§ **Task requirements**
Copy out every line of the records in which "fruit" can be found.

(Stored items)
•••

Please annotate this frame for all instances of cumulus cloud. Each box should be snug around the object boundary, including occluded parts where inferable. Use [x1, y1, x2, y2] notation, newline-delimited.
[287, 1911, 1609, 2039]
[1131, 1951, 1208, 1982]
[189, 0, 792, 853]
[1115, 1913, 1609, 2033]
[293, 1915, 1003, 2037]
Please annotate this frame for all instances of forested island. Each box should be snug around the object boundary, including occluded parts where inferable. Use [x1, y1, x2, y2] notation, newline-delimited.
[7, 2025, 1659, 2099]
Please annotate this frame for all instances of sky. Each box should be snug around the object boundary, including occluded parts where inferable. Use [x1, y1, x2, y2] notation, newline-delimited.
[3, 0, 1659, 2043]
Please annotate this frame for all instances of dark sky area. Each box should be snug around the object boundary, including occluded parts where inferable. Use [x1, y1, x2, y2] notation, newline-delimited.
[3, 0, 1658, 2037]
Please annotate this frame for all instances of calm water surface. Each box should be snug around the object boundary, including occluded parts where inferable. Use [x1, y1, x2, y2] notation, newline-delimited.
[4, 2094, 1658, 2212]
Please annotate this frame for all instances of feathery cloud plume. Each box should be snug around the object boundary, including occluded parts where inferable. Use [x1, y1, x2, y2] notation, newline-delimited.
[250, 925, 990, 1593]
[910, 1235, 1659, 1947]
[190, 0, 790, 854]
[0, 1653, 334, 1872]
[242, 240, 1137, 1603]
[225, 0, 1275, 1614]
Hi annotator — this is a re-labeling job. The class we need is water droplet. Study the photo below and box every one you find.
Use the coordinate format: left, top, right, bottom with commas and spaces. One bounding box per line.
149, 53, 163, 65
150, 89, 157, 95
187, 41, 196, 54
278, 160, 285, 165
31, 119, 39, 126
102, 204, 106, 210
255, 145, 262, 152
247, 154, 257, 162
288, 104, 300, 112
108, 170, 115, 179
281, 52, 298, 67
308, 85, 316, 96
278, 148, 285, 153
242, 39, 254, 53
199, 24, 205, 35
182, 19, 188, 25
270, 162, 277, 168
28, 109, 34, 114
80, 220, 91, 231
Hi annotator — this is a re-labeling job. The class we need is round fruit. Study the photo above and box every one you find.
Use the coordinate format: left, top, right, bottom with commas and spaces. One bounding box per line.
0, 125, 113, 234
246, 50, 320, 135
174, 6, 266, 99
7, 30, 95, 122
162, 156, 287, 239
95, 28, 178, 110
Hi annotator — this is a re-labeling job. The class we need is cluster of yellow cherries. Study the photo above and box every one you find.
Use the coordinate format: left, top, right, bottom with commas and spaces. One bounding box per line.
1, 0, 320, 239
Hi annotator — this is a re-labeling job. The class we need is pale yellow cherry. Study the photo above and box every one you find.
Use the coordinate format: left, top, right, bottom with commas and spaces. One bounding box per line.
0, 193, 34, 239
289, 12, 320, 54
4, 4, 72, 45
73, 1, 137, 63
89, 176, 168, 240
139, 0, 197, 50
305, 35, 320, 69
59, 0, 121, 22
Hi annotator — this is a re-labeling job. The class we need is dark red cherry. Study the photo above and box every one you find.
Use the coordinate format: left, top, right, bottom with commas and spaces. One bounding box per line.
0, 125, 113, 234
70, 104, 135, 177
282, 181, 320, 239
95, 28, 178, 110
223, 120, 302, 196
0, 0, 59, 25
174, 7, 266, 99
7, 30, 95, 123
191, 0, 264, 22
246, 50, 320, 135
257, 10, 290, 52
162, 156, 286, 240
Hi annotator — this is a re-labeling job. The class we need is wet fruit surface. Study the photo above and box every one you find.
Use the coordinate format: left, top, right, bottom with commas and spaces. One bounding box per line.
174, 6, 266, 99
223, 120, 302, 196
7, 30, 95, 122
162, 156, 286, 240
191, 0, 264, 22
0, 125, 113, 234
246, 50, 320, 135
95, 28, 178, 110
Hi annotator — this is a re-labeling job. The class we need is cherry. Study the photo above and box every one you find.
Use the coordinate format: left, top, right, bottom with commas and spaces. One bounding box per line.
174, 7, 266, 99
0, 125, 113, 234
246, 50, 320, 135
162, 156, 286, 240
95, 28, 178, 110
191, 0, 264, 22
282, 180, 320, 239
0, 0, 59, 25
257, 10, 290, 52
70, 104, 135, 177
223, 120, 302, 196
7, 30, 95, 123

•••

§ **Problem solution**
Hi annotator — this is a re-labeling job. The class we need is round fruit. Study the photo above and box every one you find.
Hi annotator — this is a re-labeling job. The class we need is wet fruit surface. Study the photo above and box every one you find.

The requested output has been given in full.